* Start Dataset records *

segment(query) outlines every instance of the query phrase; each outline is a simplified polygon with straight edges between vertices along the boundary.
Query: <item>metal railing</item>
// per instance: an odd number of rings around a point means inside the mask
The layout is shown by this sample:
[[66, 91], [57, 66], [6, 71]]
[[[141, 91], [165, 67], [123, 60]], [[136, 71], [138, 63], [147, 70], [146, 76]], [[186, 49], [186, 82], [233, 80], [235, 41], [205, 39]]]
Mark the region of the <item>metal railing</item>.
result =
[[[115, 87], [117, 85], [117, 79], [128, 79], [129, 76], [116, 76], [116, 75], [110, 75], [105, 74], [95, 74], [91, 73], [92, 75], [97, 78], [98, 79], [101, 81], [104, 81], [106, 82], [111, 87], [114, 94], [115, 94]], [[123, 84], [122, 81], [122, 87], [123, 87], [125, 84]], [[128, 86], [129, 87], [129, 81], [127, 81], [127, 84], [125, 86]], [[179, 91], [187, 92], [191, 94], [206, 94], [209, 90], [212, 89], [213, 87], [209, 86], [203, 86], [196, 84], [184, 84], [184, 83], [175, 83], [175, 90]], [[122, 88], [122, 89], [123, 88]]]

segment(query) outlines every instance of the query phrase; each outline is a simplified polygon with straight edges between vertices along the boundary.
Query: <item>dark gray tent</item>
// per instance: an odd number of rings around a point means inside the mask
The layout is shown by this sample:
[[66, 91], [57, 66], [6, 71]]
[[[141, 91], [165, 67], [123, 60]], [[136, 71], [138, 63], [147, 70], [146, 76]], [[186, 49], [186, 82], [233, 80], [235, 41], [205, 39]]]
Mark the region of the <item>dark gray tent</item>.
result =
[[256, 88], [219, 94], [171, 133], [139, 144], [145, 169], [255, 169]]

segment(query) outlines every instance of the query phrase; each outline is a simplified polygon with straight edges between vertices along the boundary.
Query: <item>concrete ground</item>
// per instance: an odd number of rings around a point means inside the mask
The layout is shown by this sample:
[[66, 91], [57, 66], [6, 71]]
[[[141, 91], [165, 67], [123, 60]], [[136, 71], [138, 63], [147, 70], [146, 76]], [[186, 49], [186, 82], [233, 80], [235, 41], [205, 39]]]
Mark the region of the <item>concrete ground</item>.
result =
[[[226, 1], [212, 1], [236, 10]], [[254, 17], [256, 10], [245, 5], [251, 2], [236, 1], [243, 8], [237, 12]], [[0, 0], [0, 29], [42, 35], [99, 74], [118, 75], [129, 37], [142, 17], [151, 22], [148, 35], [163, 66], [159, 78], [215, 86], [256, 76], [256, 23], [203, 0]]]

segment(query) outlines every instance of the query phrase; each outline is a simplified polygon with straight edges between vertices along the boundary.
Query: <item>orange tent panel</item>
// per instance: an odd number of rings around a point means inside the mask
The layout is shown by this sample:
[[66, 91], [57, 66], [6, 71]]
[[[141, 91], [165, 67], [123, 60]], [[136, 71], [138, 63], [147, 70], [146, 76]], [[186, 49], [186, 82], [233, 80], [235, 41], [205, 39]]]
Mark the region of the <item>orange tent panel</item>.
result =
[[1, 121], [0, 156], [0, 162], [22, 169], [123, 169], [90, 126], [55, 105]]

* End Dataset records *

* **What you have to do**: Set out every line of the records above as a Markdown table with the columns Row and Line, numbering the rows and leaving out blank lines.

* **Exercise output**:
| Row | Line |
|---|---|
| 1 | segment(query) outlines every instance of the query phrase; each outline is a simplified polygon with straight edges between vertices along the boundary. |
| 2 | Query: <item>metal railing</item> |
| 3 | // per instance: an odd number of rings around a point means inside the mask |
| 4 | The layout is shown by this sample: |
| 5 | [[66, 91], [57, 66], [6, 71]] |
| 6 | [[[141, 91], [165, 67], [123, 60]], [[136, 71], [138, 63], [147, 70], [146, 76]], [[186, 49], [186, 82], [233, 80], [235, 41], [205, 39]]] |
| 7 | Mark the region of the <item>metal railing</item>. |
| 8 | result = |
| 9 | [[[115, 87], [117, 85], [117, 79], [128, 79], [129, 76], [116, 76], [116, 75], [110, 75], [105, 74], [95, 74], [91, 73], [92, 75], [97, 78], [98, 79], [101, 81], [104, 81], [106, 82], [111, 87], [114, 94], [115, 94]], [[123, 84], [122, 81], [122, 87], [123, 87], [125, 84]], [[128, 86], [129, 87], [129, 81], [127, 81], [127, 84], [125, 86]], [[179, 91], [187, 92], [191, 94], [206, 94], [209, 90], [212, 89], [213, 87], [209, 86], [203, 86], [196, 84], [184, 84], [184, 83], [175, 83], [175, 90]], [[122, 88], [122, 89], [123, 88]]] |
| 10 | segment(query) outlines every instance of the query phrase; each outline is a simplified polygon with straight edges between vertices along the boundary. |
| 11 | Query: <item>dark gray tent</item> |
| 12 | // per instance: an odd number of rings around a point means inside the mask |
| 13 | The layout is shown by this sample: |
| 14 | [[66, 91], [57, 66], [6, 71]] |
| 15 | [[[141, 91], [165, 67], [123, 60]], [[136, 71], [138, 63], [147, 70], [146, 76]], [[186, 49], [186, 82], [233, 80], [235, 41], [205, 39]]] |
| 16 | Mark the region of the <item>dark gray tent</item>. |
| 17 | result = |
| 18 | [[256, 88], [219, 94], [171, 133], [139, 144], [145, 169], [255, 169]] |
| 19 | segment(query) outlines every instance of the query phrase; each outline is a simplified polygon with straight edges between vertices along the boundary. |
| 20 | Query: <item>concrete ground</item> |
| 21 | // per instance: an odd number of rings around a point means inside the mask |
| 22 | The layout is shown by this sample: |
| 23 | [[66, 91], [57, 66], [6, 71]] |
| 24 | [[[141, 91], [165, 67], [123, 60]], [[136, 71], [138, 63], [147, 70], [146, 76]], [[186, 49], [186, 82], [233, 80], [235, 41], [205, 39]]] |
| 25 | Mark the region of the <item>concrete ground</item>. |
| 26 | result = |
| 27 | [[[226, 1], [212, 1], [236, 10]], [[254, 17], [256, 10], [245, 5], [251, 2], [236, 1], [243, 8], [237, 12]], [[0, 0], [0, 29], [42, 35], [99, 74], [118, 75], [129, 37], [142, 17], [151, 22], [148, 35], [163, 66], [159, 78], [215, 86], [256, 76], [256, 23], [203, 0]]] |
| 28 | segment(query) outlines every instance of the query phrase; each outline is a simplified polygon with straight edges between vertices along the boundary. |
| 29 | Query: <item>orange tent panel</item> |
| 30 | // per instance: an odd number of rings around a point means inside the mask |
| 31 | The layout is shown by this sample: |
| 32 | [[66, 91], [57, 66], [6, 71]] |
| 33 | [[[141, 91], [165, 67], [123, 60]], [[136, 71], [138, 63], [147, 70], [146, 76]], [[186, 49], [186, 82], [233, 80], [235, 41], [205, 39]]] |
| 34 | Mark the region of the <item>orange tent panel</item>. |
| 35 | result = |
| 36 | [[1, 121], [0, 156], [0, 162], [22, 169], [123, 169], [90, 126], [55, 105]] |